#### Aim
Please output exactly the run of lines that starts at the line with "Note: pick out each instance of the saddle" and ends at the last line of the records below.

#### Material
# # # # #

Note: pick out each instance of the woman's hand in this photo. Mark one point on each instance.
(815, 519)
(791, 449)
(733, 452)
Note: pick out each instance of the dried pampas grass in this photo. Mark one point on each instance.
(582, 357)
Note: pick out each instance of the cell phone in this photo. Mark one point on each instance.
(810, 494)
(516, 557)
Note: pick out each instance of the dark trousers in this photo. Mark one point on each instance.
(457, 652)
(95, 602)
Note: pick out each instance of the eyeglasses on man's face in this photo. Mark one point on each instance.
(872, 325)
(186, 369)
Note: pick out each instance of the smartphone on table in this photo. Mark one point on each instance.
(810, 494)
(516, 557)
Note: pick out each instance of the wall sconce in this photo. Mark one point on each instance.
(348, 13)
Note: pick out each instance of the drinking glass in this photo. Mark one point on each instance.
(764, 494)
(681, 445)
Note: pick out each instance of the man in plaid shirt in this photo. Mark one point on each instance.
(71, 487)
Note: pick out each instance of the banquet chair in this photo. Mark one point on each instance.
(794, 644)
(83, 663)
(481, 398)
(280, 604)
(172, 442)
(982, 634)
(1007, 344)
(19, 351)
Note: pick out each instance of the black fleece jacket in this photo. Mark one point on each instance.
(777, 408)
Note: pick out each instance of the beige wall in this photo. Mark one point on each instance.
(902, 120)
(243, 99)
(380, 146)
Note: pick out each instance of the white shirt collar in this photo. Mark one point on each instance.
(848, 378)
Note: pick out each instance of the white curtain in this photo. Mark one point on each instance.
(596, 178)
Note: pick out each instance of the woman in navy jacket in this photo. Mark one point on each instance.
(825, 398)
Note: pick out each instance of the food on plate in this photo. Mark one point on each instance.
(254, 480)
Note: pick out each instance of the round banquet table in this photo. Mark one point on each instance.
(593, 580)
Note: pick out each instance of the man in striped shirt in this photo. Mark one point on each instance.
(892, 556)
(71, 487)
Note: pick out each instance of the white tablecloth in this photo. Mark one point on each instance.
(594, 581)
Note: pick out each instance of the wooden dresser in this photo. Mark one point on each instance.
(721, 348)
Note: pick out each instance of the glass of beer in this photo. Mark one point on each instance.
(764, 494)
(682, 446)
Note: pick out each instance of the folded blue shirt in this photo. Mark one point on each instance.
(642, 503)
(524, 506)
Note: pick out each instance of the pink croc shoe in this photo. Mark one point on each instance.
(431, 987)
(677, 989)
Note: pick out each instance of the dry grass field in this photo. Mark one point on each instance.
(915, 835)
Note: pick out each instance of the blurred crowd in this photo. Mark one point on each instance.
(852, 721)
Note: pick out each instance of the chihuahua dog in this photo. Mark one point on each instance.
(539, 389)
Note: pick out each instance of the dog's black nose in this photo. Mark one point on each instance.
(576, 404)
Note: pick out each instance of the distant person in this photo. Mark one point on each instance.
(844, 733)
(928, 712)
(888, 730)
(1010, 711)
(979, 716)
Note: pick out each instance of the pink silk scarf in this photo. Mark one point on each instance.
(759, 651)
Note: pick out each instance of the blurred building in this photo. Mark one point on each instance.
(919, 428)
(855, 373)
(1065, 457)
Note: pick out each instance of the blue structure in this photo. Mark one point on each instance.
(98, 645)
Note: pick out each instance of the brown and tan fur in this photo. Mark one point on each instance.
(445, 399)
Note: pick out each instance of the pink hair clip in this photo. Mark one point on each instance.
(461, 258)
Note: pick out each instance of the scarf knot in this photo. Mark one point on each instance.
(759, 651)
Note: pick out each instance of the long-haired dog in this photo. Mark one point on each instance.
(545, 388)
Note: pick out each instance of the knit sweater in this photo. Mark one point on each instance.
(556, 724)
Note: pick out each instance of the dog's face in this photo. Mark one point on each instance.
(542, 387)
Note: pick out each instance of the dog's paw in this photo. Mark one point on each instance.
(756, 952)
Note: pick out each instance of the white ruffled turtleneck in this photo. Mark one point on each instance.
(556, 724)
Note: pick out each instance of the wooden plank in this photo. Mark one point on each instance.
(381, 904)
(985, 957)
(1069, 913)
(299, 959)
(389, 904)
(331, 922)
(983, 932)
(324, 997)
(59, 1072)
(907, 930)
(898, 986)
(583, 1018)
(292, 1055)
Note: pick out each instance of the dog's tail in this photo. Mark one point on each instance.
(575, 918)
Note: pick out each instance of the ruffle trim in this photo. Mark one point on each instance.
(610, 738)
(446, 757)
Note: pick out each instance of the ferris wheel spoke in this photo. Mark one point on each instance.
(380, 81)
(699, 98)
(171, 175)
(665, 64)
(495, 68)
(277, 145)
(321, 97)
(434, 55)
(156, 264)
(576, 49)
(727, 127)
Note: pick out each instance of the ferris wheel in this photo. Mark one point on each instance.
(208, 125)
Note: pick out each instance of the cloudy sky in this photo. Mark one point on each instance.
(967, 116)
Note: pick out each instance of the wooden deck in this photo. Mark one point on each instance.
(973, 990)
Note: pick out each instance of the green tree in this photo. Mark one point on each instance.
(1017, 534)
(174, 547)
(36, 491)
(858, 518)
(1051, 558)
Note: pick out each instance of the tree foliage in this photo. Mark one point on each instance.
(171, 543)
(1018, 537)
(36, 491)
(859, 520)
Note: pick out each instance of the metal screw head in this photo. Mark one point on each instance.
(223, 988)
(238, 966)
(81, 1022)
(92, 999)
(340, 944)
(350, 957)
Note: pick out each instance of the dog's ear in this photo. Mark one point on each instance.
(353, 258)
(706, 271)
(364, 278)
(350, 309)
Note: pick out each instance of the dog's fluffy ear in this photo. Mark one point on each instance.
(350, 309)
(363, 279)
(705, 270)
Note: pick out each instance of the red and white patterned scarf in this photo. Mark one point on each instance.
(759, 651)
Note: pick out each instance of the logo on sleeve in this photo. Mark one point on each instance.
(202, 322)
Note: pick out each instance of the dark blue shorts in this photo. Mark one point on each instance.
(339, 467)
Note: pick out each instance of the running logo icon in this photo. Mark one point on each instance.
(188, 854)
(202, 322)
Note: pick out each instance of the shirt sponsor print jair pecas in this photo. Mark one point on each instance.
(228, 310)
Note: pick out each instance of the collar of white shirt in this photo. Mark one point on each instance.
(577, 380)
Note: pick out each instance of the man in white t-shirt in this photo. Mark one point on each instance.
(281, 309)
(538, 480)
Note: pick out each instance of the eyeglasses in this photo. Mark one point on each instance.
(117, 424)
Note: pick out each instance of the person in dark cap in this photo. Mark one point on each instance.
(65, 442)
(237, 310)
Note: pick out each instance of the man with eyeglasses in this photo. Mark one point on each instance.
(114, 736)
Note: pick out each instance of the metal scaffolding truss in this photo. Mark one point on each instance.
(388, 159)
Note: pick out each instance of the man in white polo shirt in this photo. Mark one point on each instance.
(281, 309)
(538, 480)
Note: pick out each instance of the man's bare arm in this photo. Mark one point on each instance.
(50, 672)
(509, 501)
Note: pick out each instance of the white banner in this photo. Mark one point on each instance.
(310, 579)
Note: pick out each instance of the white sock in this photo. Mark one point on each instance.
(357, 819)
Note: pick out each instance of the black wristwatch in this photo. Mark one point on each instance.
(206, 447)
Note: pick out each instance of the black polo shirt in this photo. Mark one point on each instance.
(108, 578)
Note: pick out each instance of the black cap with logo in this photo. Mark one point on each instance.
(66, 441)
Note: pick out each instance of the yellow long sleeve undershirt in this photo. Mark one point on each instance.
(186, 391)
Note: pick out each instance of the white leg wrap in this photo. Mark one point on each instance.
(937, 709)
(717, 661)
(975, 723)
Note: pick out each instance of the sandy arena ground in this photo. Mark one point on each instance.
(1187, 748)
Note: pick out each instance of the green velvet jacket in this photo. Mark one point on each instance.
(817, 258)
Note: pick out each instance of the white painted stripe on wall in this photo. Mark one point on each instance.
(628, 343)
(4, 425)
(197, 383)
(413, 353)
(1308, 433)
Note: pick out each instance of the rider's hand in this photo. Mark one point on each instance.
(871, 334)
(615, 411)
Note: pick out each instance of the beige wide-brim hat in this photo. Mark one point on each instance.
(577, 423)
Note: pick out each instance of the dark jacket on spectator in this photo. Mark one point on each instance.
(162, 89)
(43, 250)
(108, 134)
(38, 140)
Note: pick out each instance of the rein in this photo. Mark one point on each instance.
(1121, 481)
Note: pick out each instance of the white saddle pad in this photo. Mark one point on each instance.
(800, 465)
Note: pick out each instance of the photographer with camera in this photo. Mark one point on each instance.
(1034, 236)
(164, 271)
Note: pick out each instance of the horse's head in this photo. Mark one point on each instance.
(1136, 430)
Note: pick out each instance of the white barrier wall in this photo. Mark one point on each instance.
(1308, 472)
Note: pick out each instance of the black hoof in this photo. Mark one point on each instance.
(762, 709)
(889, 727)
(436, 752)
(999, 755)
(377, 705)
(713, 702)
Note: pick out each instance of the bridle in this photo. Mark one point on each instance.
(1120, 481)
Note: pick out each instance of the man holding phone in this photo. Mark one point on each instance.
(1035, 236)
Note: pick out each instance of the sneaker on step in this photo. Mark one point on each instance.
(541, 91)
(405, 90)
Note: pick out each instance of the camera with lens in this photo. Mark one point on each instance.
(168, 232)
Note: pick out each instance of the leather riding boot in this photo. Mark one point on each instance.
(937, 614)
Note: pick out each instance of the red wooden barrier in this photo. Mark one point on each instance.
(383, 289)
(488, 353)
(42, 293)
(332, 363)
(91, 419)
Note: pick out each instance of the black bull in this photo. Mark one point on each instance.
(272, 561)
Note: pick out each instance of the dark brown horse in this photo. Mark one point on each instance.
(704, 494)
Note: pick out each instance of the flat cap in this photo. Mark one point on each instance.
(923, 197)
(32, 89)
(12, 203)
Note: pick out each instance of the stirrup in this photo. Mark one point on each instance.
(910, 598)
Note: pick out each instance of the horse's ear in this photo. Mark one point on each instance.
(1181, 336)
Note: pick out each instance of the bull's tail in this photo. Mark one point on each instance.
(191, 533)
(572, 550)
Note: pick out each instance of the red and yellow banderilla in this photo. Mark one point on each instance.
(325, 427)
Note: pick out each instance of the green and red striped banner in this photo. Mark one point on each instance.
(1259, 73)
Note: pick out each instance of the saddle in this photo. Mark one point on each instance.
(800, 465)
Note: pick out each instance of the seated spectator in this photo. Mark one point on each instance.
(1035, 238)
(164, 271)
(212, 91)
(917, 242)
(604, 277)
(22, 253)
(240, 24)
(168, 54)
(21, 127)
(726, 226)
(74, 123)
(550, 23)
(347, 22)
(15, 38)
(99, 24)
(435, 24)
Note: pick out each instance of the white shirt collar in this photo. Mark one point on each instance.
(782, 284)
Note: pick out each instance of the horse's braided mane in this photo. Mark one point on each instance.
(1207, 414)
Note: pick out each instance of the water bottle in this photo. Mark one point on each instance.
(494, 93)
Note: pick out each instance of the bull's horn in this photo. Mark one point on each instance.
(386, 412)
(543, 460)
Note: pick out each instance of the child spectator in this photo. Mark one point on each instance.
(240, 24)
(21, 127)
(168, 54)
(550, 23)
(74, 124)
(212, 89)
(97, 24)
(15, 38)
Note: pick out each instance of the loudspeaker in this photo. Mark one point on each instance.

# # # # #

#### Exercise solution
Note: pick out each instance of the saddle in this photo. Mark one point on each instance.
(800, 465)
Note: pick out each instance of the seated spectator in this photo. Mark one point on each instance.
(1035, 238)
(164, 271)
(212, 91)
(917, 242)
(604, 277)
(22, 253)
(240, 24)
(168, 54)
(21, 127)
(726, 226)
(74, 123)
(550, 23)
(347, 22)
(15, 38)
(99, 24)
(435, 24)
Note: pick out each instance of the white shirt collar in this photo. Mark one point on each instance.
(782, 284)
Note: pick out each instance of the horse's braided mane in this photo. Mark one point on each instance.
(1207, 414)
Note: pick out each instance of the water bottle in this photo. Mark one point on each instance.
(494, 93)
Note: pick out each instance of the bull's horn in this photo. Mark one point on each instance.
(386, 412)
(543, 460)
Note: pick out each instance of the child spectator in this photo. Mark one point on each instance.
(240, 24)
(21, 127)
(168, 54)
(550, 23)
(74, 124)
(212, 89)
(97, 24)
(15, 38)
Note: pick out each instance of the loudspeaker in this photo. Mark one point on each instance.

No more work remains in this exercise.